Segment Start: DATA SHOWN
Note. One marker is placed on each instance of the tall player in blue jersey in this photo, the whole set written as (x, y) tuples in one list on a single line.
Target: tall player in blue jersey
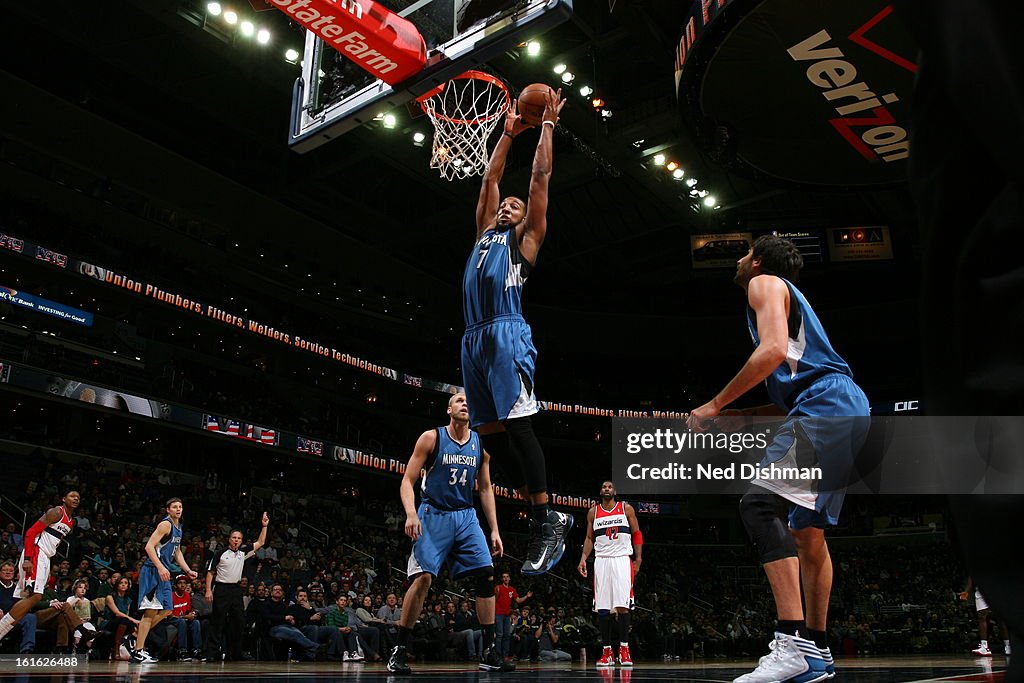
[(806, 379), (155, 597), (498, 352), (444, 528)]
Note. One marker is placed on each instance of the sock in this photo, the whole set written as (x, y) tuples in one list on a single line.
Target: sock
[(6, 624), (604, 624), (820, 638), (540, 513), (624, 628), (794, 628), (488, 636)]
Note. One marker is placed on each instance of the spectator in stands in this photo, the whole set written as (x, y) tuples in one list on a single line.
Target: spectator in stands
Segment End: DATA SHOWN
◆ **YOUR INSTRUCTIONS**
From the lines above, copy those that contain the word "photo".

◆ **TASK ANSWER**
Note. One marker is placed on each instance of the tall player in blue jersey in this photo, the whole set written as (x, y) tuples in one list on a single line.
Note. One marker is placed on each instance of the sock in this photo, the whole set written as (x, y) tuples in one list on a single line.
Note. One marker is placed on each instance of the spectator in stands in this photo, the whole set written as (x, y) tuples in one list on a single line.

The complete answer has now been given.